# Task
Only the text carries over: repeat the records exactly and drop the images.

====== Exercise data ======

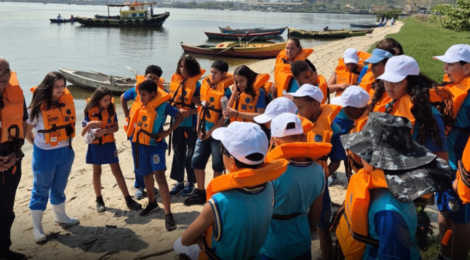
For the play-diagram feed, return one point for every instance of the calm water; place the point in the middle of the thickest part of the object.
(34, 46)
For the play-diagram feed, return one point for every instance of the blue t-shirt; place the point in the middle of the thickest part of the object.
(294, 192)
(459, 134)
(191, 120)
(242, 219)
(394, 224)
(228, 94)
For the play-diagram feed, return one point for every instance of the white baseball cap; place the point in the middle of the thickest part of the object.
(456, 53)
(280, 122)
(275, 108)
(398, 67)
(242, 139)
(353, 96)
(309, 90)
(350, 56)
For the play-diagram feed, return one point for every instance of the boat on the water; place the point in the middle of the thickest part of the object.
(243, 36)
(340, 34)
(252, 30)
(62, 20)
(137, 15)
(237, 50)
(364, 25)
(94, 79)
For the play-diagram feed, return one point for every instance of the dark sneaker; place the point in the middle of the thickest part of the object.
(10, 255)
(170, 222)
(140, 193)
(188, 189)
(100, 204)
(332, 180)
(177, 189)
(131, 204)
(198, 198)
(151, 207)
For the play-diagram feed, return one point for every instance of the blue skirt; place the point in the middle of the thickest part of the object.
(102, 154)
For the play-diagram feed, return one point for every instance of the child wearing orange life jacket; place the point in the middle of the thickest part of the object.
(354, 102)
(152, 72)
(240, 203)
(453, 213)
(283, 78)
(210, 118)
(248, 99)
(52, 114)
(184, 95)
(384, 215)
(100, 114)
(149, 136)
(308, 101)
(298, 193)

======

# Your response
For the play-diagram feed, return one point for every instance of the calm water; place the point in the middle of the thickest part of the object.
(34, 46)
For the play-diagram feed, return one point for every instance of the blue t-shirt; place the point in the middle of the thickest part of the object.
(294, 192)
(459, 134)
(191, 120)
(242, 219)
(394, 224)
(228, 94)
For the play-diagram feed, return one point for every instance of the white baseball cap; place the point in the middle of the thickest part of the object.
(456, 53)
(280, 122)
(275, 108)
(398, 67)
(242, 139)
(353, 96)
(309, 90)
(350, 56)
For the play-diagram feed, return one point for every instance of the boat on the water; place the point in the middle of the thickest part of the object.
(243, 36)
(340, 34)
(252, 30)
(62, 20)
(137, 15)
(237, 50)
(364, 25)
(94, 79)
For the play-diagram feed, return one point for every instance of the dark sneaker; place the point in the middle of the thickest part of the object.
(10, 255)
(170, 222)
(140, 193)
(188, 189)
(100, 204)
(332, 180)
(177, 189)
(131, 204)
(198, 198)
(151, 207)
For the play-diagram feed, return one point for every instance of the blue skirt; place the point in the middle of the thickest part of the object.
(102, 154)
For the play-diagram feed, return one point for every instance of the child wearing orange life jacket; place the point in the middle of the thickest part of the object.
(354, 102)
(152, 72)
(240, 203)
(453, 213)
(283, 78)
(210, 118)
(248, 99)
(52, 114)
(184, 95)
(384, 215)
(100, 114)
(149, 136)
(308, 101)
(298, 193)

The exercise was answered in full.